Dataset –
>>

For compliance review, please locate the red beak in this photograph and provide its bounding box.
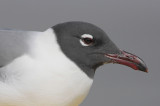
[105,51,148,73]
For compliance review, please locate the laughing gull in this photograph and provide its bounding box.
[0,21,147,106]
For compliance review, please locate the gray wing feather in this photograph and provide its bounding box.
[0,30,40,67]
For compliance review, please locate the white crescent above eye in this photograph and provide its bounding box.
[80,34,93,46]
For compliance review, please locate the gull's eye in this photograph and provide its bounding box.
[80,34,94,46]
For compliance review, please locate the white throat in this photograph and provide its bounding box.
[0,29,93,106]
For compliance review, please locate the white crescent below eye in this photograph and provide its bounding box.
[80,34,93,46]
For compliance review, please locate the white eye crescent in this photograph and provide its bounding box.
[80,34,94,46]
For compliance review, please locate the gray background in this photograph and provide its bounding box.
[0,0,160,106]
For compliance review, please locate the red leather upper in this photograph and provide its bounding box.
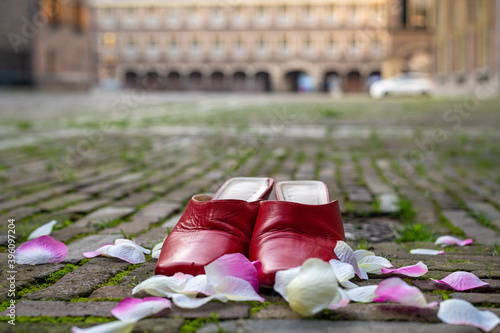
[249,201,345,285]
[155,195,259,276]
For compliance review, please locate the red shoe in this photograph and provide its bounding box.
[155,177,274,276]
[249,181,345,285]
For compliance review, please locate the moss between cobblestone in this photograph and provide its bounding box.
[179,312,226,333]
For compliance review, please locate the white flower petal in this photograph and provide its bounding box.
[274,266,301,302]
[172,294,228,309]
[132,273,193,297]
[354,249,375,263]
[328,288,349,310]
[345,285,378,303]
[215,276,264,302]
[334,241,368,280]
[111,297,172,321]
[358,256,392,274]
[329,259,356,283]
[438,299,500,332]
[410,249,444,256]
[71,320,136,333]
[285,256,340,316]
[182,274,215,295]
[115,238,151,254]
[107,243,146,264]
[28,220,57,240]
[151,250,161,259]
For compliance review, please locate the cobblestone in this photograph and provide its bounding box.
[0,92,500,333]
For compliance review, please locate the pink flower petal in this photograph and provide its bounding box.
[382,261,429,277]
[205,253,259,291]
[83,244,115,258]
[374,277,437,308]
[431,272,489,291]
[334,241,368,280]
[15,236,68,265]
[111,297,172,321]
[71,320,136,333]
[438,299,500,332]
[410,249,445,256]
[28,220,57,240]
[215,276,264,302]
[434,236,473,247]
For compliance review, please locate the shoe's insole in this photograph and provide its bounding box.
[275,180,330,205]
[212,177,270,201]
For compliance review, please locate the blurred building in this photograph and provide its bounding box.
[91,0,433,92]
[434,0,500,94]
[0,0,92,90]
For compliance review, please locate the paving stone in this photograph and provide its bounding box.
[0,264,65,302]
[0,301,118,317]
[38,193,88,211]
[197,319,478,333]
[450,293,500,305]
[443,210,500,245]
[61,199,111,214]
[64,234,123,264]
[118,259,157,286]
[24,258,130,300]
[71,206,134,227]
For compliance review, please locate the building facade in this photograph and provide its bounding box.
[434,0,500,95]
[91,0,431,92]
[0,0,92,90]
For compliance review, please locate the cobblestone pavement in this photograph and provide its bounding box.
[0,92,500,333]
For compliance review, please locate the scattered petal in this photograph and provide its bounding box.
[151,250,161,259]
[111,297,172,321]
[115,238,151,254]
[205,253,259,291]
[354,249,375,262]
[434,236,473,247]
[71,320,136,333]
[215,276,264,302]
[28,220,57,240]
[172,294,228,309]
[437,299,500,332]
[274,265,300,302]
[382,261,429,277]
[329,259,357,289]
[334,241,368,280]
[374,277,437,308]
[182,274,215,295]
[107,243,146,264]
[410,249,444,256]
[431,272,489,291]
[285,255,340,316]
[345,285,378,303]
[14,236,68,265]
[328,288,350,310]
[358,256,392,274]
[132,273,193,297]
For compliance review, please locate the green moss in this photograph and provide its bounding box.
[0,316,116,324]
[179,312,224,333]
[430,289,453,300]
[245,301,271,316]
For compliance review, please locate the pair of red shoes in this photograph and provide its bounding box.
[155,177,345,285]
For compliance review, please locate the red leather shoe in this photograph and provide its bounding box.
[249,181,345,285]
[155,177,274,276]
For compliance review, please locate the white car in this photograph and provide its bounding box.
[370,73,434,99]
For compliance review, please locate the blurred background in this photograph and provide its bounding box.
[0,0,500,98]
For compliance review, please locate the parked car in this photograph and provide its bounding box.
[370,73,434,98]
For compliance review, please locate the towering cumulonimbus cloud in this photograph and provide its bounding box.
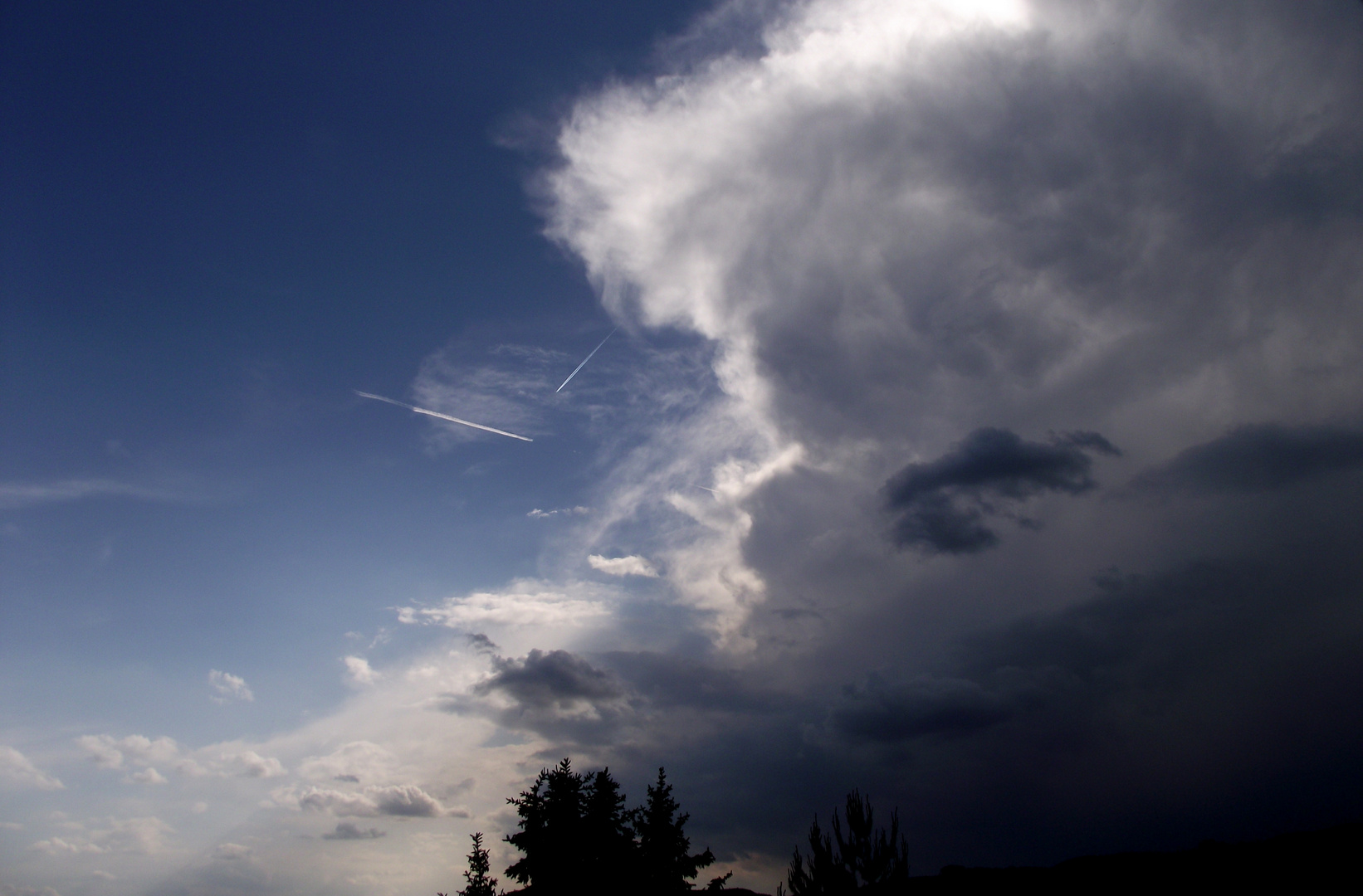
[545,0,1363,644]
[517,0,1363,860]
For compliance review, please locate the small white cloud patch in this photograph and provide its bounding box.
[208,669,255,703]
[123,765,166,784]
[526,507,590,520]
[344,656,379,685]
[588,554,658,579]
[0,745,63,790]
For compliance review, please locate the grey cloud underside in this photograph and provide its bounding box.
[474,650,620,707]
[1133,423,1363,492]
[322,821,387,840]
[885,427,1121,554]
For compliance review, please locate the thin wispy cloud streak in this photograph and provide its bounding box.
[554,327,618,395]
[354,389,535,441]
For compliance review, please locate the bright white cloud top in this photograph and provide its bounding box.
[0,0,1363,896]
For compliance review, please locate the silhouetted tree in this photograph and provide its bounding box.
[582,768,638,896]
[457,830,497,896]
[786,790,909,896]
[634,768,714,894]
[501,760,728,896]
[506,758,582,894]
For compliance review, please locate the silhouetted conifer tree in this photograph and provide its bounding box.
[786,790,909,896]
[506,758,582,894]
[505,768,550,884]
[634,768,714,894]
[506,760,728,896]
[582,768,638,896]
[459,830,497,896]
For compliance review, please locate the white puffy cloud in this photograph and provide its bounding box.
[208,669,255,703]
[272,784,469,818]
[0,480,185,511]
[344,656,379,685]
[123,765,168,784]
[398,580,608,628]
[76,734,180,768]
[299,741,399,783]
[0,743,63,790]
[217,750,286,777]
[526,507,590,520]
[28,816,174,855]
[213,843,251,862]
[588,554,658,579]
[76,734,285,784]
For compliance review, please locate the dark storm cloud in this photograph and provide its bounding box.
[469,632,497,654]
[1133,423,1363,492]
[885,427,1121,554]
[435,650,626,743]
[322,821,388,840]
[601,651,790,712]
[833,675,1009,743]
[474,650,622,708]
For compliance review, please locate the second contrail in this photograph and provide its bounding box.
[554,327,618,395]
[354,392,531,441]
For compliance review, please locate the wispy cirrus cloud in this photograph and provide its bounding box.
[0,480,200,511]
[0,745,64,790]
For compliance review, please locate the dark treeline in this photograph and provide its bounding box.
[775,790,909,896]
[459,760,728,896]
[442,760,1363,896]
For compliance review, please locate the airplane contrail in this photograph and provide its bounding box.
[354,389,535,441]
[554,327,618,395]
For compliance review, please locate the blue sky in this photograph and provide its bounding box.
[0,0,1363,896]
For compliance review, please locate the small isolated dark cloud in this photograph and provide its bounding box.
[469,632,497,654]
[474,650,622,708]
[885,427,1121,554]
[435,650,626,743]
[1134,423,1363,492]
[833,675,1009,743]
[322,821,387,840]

<<

Exercise requirements – Please gather and copy every line of the records above that contains the word "blurred". Case counts.

Written solution –
For compliance review, please locate the blurred building in this photograph and provide its bounding box.
For compliance review, please locate the blurred background in this photograph and provide its bounding box.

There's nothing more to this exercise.